[Point annotation dataset records]
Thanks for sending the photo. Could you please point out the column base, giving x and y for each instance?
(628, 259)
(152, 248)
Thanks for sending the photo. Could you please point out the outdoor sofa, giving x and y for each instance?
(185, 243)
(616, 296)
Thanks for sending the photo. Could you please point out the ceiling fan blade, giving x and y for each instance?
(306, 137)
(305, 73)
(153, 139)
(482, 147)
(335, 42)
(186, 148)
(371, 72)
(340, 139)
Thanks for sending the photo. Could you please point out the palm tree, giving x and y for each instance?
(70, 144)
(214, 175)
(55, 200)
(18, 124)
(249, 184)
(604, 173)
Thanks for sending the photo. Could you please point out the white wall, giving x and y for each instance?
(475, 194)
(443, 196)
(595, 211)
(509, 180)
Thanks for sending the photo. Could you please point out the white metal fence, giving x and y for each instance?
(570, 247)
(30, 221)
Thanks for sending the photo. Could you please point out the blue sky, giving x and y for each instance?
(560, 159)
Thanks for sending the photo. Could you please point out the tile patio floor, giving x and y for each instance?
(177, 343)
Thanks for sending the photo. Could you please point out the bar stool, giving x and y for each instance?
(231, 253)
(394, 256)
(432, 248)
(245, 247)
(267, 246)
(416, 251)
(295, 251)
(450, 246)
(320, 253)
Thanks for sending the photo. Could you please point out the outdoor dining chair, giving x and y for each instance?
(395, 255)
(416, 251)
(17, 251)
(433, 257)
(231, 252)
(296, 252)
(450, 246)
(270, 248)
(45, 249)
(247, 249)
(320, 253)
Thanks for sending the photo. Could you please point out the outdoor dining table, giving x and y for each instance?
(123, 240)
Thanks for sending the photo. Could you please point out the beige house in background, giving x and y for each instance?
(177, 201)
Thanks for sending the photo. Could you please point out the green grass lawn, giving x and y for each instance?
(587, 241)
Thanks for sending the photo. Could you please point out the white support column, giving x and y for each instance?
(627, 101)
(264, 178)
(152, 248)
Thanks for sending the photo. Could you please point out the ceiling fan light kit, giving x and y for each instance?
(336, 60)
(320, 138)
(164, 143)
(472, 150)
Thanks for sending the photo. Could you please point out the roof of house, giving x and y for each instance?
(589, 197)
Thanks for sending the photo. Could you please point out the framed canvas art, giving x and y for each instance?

**Problem statement**
Copy out the whole listing exactly as written.

**Result of the task**
Thanks for sending the photo. Could you please point out the column base, giving x and y for each instance?
(628, 259)
(152, 248)
Thanks for sending the photo. Could you please point out the outdoor sofa, giving x and y for each instance?
(185, 243)
(616, 296)
Thanks for sending the photo. Could you please point out the ceiling fan blade, giving x and y for each instance?
(306, 137)
(305, 73)
(153, 139)
(482, 147)
(335, 42)
(186, 148)
(371, 72)
(340, 139)
Thanks for sending the photo. Could you please point out the palm tree, giving x and y for each instance?
(70, 144)
(214, 175)
(55, 200)
(18, 124)
(249, 184)
(604, 173)
Thanks for sending the photo. Could you please point out the white wall, giving x and y for each instance?
(475, 194)
(443, 196)
(595, 211)
(509, 180)
Thanks for sending the photo. Could you please point out the white metal fence, giving x and y for each instance?
(570, 247)
(30, 221)
Thanks for sending the photo. Could you please point out the blue sky, giving x and y for each instance?
(560, 159)
Thanks for sending the photo. Could you please point out the tile patio floor, giving x and y for each instance?
(177, 343)
Thanks for sending the photo. Could you please point out the bar stool, giving x and y for each instance?
(231, 253)
(394, 256)
(432, 248)
(245, 247)
(267, 246)
(416, 251)
(295, 251)
(450, 246)
(320, 253)
Thanks for sending the photo. Could you please point out the outdoor dining chair, giving x and y for each instance?
(395, 255)
(416, 251)
(17, 251)
(433, 257)
(231, 252)
(296, 252)
(450, 246)
(270, 248)
(45, 249)
(247, 249)
(320, 253)
Thanks for sending the photo. Could you please point out the outdoor dining table, giving x and y for each instance?
(123, 240)
Thanks for sending the photo. Could you please point out the beige house in background, giving x and y for each instance?
(177, 201)
Thanks for sending the photo. Could you please point out the green grass lawn, giving x and y for each instance?
(587, 241)
Thanks for sending the photo. Could you please point out the white support column, giving x and y for each instance?
(627, 101)
(264, 178)
(152, 248)
Thanks for sending the photo. Could you please point out the ceiling fan light kit, giving x and y for each instance?
(336, 60)
(320, 138)
(164, 143)
(472, 150)
Thanks for sending the photo. Could you please point out the roof of house, giving x and y for each instance?
(589, 197)
Thanks for sending the photo. Could you please point out the framed canvas art, giving x and y for each instance?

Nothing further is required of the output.